PROVIDED DATA:
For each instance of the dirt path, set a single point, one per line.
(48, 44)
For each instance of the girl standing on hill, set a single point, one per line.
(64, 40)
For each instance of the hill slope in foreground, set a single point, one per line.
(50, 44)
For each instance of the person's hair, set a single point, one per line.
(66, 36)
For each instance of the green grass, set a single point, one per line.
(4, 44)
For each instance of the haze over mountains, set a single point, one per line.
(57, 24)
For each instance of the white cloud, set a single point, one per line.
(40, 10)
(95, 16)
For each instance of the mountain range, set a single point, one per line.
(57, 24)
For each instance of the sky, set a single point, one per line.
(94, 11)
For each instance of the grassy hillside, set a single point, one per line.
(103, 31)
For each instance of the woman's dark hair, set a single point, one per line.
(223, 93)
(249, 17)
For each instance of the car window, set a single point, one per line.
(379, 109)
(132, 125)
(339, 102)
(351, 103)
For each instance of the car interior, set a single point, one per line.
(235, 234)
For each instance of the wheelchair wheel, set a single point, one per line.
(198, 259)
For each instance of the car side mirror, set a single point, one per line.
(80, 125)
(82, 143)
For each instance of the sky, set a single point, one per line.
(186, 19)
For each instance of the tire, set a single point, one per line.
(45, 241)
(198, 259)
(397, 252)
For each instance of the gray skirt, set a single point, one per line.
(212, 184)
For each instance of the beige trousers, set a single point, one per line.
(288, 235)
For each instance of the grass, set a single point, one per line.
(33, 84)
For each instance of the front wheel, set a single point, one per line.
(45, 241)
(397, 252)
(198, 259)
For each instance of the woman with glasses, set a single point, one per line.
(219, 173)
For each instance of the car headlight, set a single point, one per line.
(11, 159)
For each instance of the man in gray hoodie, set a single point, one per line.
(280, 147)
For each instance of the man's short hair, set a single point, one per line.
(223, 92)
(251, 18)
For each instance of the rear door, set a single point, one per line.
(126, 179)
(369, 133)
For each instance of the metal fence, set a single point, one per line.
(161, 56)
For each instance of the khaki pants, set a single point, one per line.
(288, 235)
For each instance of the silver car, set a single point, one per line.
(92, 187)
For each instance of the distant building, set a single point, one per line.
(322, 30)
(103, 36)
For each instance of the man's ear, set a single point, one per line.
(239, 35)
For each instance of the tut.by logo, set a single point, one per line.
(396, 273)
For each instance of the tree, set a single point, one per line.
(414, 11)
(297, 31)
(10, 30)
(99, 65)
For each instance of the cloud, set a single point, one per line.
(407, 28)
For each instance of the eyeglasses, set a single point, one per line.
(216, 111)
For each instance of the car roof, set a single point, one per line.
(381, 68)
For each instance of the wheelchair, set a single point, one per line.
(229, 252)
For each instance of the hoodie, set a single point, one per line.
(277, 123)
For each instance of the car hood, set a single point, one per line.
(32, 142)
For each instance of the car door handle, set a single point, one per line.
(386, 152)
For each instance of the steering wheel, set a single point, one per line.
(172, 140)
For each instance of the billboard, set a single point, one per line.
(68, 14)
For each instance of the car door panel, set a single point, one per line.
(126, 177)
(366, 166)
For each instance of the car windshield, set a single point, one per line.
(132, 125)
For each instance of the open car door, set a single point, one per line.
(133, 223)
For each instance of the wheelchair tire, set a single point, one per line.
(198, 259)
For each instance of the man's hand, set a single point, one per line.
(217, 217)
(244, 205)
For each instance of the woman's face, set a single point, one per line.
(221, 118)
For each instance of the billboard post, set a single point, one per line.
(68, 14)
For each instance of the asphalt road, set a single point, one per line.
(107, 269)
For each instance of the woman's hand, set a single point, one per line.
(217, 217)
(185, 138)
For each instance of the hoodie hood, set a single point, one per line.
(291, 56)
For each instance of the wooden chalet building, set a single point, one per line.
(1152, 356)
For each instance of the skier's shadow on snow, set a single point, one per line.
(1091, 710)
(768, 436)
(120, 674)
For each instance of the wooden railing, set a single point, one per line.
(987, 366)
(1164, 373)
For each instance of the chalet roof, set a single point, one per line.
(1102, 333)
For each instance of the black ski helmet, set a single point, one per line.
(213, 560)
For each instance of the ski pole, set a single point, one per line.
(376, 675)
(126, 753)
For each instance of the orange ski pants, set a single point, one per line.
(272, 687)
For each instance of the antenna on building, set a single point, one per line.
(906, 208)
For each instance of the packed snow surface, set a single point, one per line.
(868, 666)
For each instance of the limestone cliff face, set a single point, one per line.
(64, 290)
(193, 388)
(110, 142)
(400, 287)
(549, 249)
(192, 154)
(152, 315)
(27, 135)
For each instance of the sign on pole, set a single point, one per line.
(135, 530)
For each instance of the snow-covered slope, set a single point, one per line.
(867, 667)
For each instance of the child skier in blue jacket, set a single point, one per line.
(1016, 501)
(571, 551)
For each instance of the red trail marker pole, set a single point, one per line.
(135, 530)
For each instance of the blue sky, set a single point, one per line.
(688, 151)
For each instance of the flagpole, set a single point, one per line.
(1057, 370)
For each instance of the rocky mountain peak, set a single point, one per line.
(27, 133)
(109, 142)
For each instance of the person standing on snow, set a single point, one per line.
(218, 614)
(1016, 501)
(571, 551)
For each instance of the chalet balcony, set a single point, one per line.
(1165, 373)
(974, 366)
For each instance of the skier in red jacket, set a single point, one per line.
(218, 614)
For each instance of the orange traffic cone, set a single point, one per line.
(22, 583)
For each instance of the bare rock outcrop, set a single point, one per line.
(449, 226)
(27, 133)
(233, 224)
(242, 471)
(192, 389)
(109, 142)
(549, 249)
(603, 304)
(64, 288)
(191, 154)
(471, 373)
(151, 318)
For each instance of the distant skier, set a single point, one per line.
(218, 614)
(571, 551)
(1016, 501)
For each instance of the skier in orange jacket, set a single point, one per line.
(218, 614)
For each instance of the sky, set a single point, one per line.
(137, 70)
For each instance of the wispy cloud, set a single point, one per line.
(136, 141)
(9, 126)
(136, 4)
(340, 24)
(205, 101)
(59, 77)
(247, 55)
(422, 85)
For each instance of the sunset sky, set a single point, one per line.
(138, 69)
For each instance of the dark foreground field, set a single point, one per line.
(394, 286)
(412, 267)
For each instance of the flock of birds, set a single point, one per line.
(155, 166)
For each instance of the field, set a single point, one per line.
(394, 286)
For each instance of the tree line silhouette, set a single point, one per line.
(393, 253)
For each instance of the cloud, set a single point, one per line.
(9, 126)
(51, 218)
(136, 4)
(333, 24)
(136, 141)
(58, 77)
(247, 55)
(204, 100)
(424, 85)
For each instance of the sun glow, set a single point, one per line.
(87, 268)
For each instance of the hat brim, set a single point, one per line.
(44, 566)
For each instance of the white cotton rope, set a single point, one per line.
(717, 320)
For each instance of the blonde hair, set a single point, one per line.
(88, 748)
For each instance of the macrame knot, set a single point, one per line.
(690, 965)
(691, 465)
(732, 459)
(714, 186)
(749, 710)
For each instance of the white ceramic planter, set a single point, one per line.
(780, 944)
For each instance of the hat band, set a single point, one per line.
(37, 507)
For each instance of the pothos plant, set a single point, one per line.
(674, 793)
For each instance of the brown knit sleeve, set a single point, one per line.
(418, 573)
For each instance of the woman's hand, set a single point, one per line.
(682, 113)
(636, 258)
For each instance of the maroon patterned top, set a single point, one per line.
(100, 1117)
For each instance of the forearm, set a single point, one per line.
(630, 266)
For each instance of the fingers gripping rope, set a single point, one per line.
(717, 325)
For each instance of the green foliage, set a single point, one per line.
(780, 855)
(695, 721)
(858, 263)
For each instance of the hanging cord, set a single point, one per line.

TASK TO CARRY OUT: Write out again every line of the material, from the line with "For each instance of the hat brim, set" up to and including the last line, keeping the requests as they are and shifting every coordinate in the points by -92.

FINISHED ANSWER:
For each instance of the hat brim, set a single point, one per line.
(-48, 474)
For each instance of the white cotton rope, set a single point, one per line.
(625, 228)
For each instance of the blonde hair, set a single point, one per line.
(-4, 656)
For each instance of the macrame knot, set a single point, one per line.
(598, 873)
(599, 373)
(640, 367)
(622, 94)
(657, 618)
For each instance of the white ceramic planter, set a single point, one per line.
(688, 852)
For each instance of the hat band, set a single point, one per line.
(-55, 415)
For each instance of the pothos plant, set a single point, one per line.
(582, 701)
For each instance of the brown knit sleeve, set a single point, one per line.
(326, 481)
For each instance of the woman's hand, set a single point, one per line.
(590, 21)
(544, 166)
For each instance of the maroon patterned top, set a single point, one per line.
(8, 1025)
For each instance of the forearm, set a single point, one per line.
(538, 174)
For each instance of the fingers gripping rope, set a single point, one per line.
(625, 233)
For each instance of the green foliage, set a single point, one per line.
(688, 763)
(603, 629)
(766, 171)
For each instance of the hanging cord, set a single point, one per line.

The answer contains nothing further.